WORK TO COMPLETE: Take the line that contains "Exercise. Point out every instance of the man" and every line after it in the material below, and quote them exactly.
• • • •
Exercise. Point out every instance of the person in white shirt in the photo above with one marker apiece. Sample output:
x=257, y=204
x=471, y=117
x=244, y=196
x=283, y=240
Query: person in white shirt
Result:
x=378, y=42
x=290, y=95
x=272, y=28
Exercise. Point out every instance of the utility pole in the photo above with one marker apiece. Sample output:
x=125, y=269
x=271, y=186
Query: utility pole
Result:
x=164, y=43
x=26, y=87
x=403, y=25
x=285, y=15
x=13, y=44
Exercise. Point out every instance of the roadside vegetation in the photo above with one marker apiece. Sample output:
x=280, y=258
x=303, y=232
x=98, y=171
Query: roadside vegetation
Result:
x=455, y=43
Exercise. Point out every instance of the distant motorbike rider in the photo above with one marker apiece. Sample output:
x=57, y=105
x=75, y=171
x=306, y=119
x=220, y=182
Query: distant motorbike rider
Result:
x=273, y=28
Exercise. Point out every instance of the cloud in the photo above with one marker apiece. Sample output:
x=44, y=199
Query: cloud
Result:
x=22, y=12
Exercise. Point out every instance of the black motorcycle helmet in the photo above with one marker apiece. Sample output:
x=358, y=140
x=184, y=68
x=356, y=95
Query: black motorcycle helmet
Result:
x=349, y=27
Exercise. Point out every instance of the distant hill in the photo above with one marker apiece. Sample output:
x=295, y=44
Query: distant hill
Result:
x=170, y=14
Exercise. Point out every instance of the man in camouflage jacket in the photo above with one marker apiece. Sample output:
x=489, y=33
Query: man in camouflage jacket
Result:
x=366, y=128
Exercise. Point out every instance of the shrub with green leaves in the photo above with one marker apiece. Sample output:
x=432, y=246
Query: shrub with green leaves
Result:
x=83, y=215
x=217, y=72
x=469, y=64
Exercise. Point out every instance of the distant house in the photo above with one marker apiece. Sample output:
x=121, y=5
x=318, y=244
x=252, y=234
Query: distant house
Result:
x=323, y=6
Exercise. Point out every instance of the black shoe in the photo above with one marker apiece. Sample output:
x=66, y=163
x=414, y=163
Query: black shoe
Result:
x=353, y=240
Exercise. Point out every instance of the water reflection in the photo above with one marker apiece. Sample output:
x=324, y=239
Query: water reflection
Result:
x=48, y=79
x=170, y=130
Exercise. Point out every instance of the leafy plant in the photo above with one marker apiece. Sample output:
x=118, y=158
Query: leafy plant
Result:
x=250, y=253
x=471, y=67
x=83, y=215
• • • •
RESPONSE:
Exercise. Point out every instance of the man in camouflage jacket in the photo above with one marker apiece. Sample output:
x=489, y=33
Query: man in camouflage jacket
Result:
x=366, y=128
Exercise. Point out every instance of the shrub with green leaves in the photo above with one marker apiece. Sample output:
x=432, y=246
Query: shrub with green leaves
Result:
x=83, y=215
x=217, y=72
x=469, y=64
Exercise. Point out every instance of the distant house in the photo above with one marker apiece. Sample output:
x=121, y=5
x=318, y=244
x=252, y=234
Query: distant house
Result:
x=323, y=6
Exercise. Point out every instance of the black shoe in the photo above with one marker apiece. Sample output:
x=66, y=163
x=414, y=163
Query: black shoe
Result:
x=353, y=240
Exercise. Point out every instance of the water reflection in the photo above with one marker apiece. Sample output:
x=324, y=239
Query: water reflection
Result:
x=48, y=79
x=170, y=130
Exercise. Point out every instance of the leafy plant in the photo above with one marker apiece. Sample output:
x=118, y=158
Query: leafy plant
Result:
x=250, y=253
x=471, y=67
x=83, y=215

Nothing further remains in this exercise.